::: Sezione di testo :::
Ai tempi di youtube e della fine del disco, è impossibile sapere quali saranno le migliori esperienze musicali del XXI secolo. Di certo non verranno da fallimenti creativi come X Factor. Più probabile pensare che i nostri tempi siano una sorta di aggiornamento tecnonologico di quelli di Robert Johnson, l’oscuro musicista del Delta del Mississippi che scoprì il blues (e dunque tracciò il solco di mezza musica del Novecento) mentre il mondo celebrava gli ultimi eredi di Raffaele Sacco. Insomma, il nuovo verrà ancora da ciò adesso sfugge al mainstream, come dimostra una giovane e vitale e consigliata rivista quale è «Suole di vento», che all’argomento dedicherà il suo prossimo numero monografico.
Intanto, un eroe italiano di questo mondo sotterraneo, continua il proprio never endig tour – Federico Fiumani e i Diaframma sono in arrivo nella tua città: in concerto il 12 dicembre a Pisa, il 19 a Seregno, il 23 a Santarcangelo di Romagna, il 26 a La Spezia…

Tag: , , , , , , , , , , , ,

5 Risposte to “Diaframma e ciò che resta del rock”

  1. peppe stamegna Says:

    meno male qualcuno che parli dei diaframma in termini di attualità!
    complimenti.

  2. Marco Barattistuta Says:

    Ero presente a Torino al Circolo e ho apprezzato le tue letture oltre al confidenziale di Federico .. splendido questo articolo .. te lo dice uno che ha ascoltato un mare di musica anche live negli ultimi 30 anni .. uno che ha seguito negli anni ’80 i Diaframma di Sassolini e i Litfiba di Maroccolo e che con l’addio di Gianni aveva intuito quanto tu ora scrivi ..ne scrisse in una recensione su Mucchio prendendosi le invettive dei manager dei Litfiba che fino ad allora facevano gli “amici” … anche per questo mi passò la voglia di scrivere di musica … meglio viverla sotto i palchi .. nel pogo .. nel sudore .. meglio seguire gli ultimi animali da palco in via di estinzione come Fede.. quando suona , se uscito dall’ufficio riesco a raggiungere il palco sono là dove va in scena il mio spettacolo preferito sotto i palchi di Diaframma, Radiodervish, Neon, Maroccolo, Chimenti, Rondelli, Sranglers, Wayne Hussey, Sad Lovers & Giants.. ho bisogno di essere vicino al palco .. all’artista .. di vederne le smorfie … questo per me è il rock .. voglio che ogni mio giorno sia ogni giorno diverso . Lunga vita ai Diaframma! DIAFRAMMA ULTRAS ovunque a sostegno di un Fede!
::: Dati forniti :::
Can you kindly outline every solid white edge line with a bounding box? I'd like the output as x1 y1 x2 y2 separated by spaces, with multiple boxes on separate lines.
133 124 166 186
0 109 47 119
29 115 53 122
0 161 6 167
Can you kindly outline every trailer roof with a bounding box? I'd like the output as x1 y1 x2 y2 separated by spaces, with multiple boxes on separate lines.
:::
● **Compiti scritti**
a) Nel testo sui Diaframma, in quale città è previsto il concerto del 19 dicembre?
b) Riscrivi il passo del testo sui Diaframma che comincia con "5 Risposte to" e prosegue fino a "complimenti.", sostituendo "complimenti" con "grazie".

● **Risultati**
a) A Seregno.

b)
5 Risposte to “Diaframma e ciò che resta del rock”

  1. peppe stamegna Says:

    meno male qualcuno che parli dei diaframma in termini di attualità!
    grazie.